EXCERPTED TEXT:
Syndrome X is a metabolic disorder that affects one out of ever four Americans and can lead to cardiovascular disease and diabetes if left untreated. Syndrome X is chiefly characterized by insulin resistance. When food is consumed by a healthy individual, the body releases insulin to escort glucose into the cells where it can be burned efficiently. When insulin resistance is present, the cells fail to recognize the glucose and deny it entry. The glucose, without a destination, is left to build up in the bloodstream. The liver detects that the cells are not getting enough glucose and pumps more out to remedy the situation, further clogging the bloodstream with sugar. Eventually all of this glucose makes its way to the liver where it is converted to fat and stored throughout the body.

While weight gain due to insulin resistance is not necessarily caused by overeating, insulin resistance is caused by obesity, lack of exercise and diets high in carbohydrates. If you suspect that you might be insulin resistant, see your doctor for a simple test. Early detection could not only be the key to your weight loss, but also important in avoiding cardiovascular disease and diabetes in the future.

3. Stress

Are you plagued by stress on a daily basis? Even little stressors have the ability to add unwanted pounds to your body, thanks to a physiological response called "fight or flight". Back in the days of our ancestral hunters and gathers, fight or flight was necessary for survival. When facing down an angry bear, the body would increase its production of the hormones adrenaline and cortisol to provide the hunter extra energy to battle his prey. After the immediate danger was over, the body would stop producing adrenaline but would continue to pump out cortisol. The cortisol served to stimulate insulin release and maintain the blood sugar levels resulting in an intense hunger. All of this was necessary for our ancient ancestor's survival, however today we rarely have the need for such drastic responses.

While the type of stressors that we face in our everyday lives hardly compare to facing down a grizzly bear, our body's response is exactly the same. Every time your workload becomes too much to handle or your children drive you off of the deep end, your body responds as if it was in mortal peril. Experiencing stressful events on a daily basis means that your adrenal glands could be pumping out the calming hormone cortisol on a regular basis.

After a stressful event subsides, the first thing that many of us do is reach for comfort food. This makes sense since the cortisol pumping through your body is effectively telling you to eat. The problem is, going back to its ancient roots, the fight or flight response was intended for physical threats in which massive amounts of energy were expended in order to survive. That intense hunger was supposed to trigger the hunter to replenish his body after the fight was over. Today's stressors however, rarely involve physical activity. This means that the food you consume in response to a stressful event is not necessary. Your body experienced no event for which it needs to be replenished. The calories that you are consuming are not needed.

The simplest way to overcome this type of "overeating" is to find a way to manage your stress more effectively. When you feel it coming on, go for a walk or engage in some other type of exercise. Since your body is expecting a physical response, give it what it wants in a healthy way. You will find that your sanity can be restored quickly by exercising. If you find that managing your stress on your own seems overwhelming, make an appointment with a trained therapist to discuss stress management tools that can be tailored to your specific needs.

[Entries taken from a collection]
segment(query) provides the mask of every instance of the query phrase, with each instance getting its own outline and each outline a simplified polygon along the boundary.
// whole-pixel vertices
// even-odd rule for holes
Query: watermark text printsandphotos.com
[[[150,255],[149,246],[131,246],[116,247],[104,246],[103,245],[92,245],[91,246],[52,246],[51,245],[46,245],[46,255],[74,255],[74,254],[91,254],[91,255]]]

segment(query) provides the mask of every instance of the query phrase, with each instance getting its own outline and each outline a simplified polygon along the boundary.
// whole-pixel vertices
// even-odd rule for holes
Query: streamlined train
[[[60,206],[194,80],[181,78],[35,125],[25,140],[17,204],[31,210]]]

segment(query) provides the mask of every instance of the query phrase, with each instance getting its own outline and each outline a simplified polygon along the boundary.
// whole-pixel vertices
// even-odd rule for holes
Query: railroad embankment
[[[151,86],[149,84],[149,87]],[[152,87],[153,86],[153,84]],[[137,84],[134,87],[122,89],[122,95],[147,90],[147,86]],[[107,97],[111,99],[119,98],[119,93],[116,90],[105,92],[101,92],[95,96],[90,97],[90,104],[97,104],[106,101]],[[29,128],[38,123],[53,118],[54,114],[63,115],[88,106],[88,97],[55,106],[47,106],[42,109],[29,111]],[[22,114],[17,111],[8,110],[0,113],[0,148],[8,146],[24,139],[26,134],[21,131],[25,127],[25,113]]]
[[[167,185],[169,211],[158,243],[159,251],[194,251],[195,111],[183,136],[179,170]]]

TRY IT: Please list every hormone mentioned in the weight-gain text. This data was drawn from a separate source.

RESPONSE BOX: Insulin, adrenaline, cortisol